Goal =>
Print the complete set of entries exactly.

Excerpts of location labeling data
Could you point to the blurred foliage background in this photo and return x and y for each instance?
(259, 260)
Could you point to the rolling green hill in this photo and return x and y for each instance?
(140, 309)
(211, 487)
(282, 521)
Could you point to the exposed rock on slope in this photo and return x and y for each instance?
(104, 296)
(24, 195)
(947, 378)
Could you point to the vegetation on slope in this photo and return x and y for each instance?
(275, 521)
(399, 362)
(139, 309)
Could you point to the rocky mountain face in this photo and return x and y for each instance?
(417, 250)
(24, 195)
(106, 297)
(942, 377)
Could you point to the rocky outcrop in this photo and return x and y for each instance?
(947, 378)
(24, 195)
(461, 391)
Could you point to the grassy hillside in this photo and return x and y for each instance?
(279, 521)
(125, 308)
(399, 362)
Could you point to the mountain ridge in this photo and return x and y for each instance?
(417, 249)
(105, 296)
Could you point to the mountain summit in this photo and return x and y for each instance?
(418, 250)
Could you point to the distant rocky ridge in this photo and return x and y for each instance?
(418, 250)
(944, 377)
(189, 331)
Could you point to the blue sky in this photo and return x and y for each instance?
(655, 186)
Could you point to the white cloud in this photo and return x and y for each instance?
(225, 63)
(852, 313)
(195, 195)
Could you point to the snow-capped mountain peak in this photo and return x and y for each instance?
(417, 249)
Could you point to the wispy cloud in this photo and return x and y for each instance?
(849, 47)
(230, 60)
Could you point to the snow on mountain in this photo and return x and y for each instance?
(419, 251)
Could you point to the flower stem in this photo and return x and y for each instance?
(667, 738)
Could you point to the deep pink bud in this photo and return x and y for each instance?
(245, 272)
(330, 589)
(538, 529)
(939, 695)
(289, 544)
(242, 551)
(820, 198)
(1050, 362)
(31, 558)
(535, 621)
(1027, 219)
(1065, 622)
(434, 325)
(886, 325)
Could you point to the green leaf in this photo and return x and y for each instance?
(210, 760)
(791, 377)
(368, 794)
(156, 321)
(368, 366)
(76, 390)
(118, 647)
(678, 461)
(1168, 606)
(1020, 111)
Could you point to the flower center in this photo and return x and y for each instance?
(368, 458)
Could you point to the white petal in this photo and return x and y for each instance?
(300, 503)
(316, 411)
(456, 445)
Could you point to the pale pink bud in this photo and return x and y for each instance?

Output below =>
Could you point to the blurred foliage background in this photo and return x and y for each instance?
(259, 260)
Could you point to the rolling green hill in this photo and return x and y for each instance?
(140, 309)
(211, 487)
(282, 521)
Could you point to the exposed rock on slope in this photo and return x and y for each instance?
(104, 296)
(24, 195)
(947, 378)
Could you point to the vegetation on slope in this photo and return x and y for each instance?
(275, 521)
(399, 362)
(139, 309)
Could you point to the rocky mountain face in this photo and return x and y for each instance?
(417, 250)
(24, 195)
(106, 297)
(942, 377)
Could you point to the rocky outcrop in this photo and return x and y for each instance?
(947, 378)
(24, 195)
(461, 391)
Could you point to the grassy hillside in this photo and return x and y for each instance?
(279, 521)
(125, 308)
(399, 362)
Could you point to the mountain ridge in this photo and return x and y for each instance?
(417, 249)
(105, 296)
Could you point to the mountain summit in this photo and return x and y for each instance?
(418, 250)
Could you point to the distant rocky ridge in this photo and return x and y for each instance?
(418, 250)
(944, 377)
(189, 331)
Could you point to the blue sky in this photo and return x and y for each instance?
(655, 186)
Could you point to the white cloud in this photo and return x and y for each instance?
(225, 63)
(852, 313)
(195, 195)
Could you point to the snow-capped mountain peak in this photo and return x and y for each instance?
(417, 249)
Could you point to the wispy cloud in this photo and return x and y for each instance?
(849, 47)
(230, 60)
Could you point to the snow on mountain in this photo and return x and y for each instance?
(419, 251)
Could you point to the flower stem in this photo and return x and y for each instance?
(667, 738)
Could you point to the deep pink bud in this photo and return x and y for each instance?
(245, 272)
(330, 589)
(538, 529)
(939, 695)
(289, 544)
(242, 551)
(820, 198)
(1050, 362)
(31, 558)
(535, 621)
(1027, 219)
(1065, 622)
(434, 325)
(886, 325)
Could you point to the green leaf in this photo and return x and y for each instance?
(210, 760)
(791, 377)
(368, 794)
(156, 321)
(368, 366)
(76, 390)
(118, 647)
(678, 461)
(1168, 606)
(1020, 111)
Could you point to the flower center in this photo and return x and y for each instance?
(368, 458)
Could you point to the white petal in this photo and return x and y for each instance?
(300, 503)
(316, 411)
(456, 445)
Could you point to the pale pink bud in this photo and return x and y for each instance?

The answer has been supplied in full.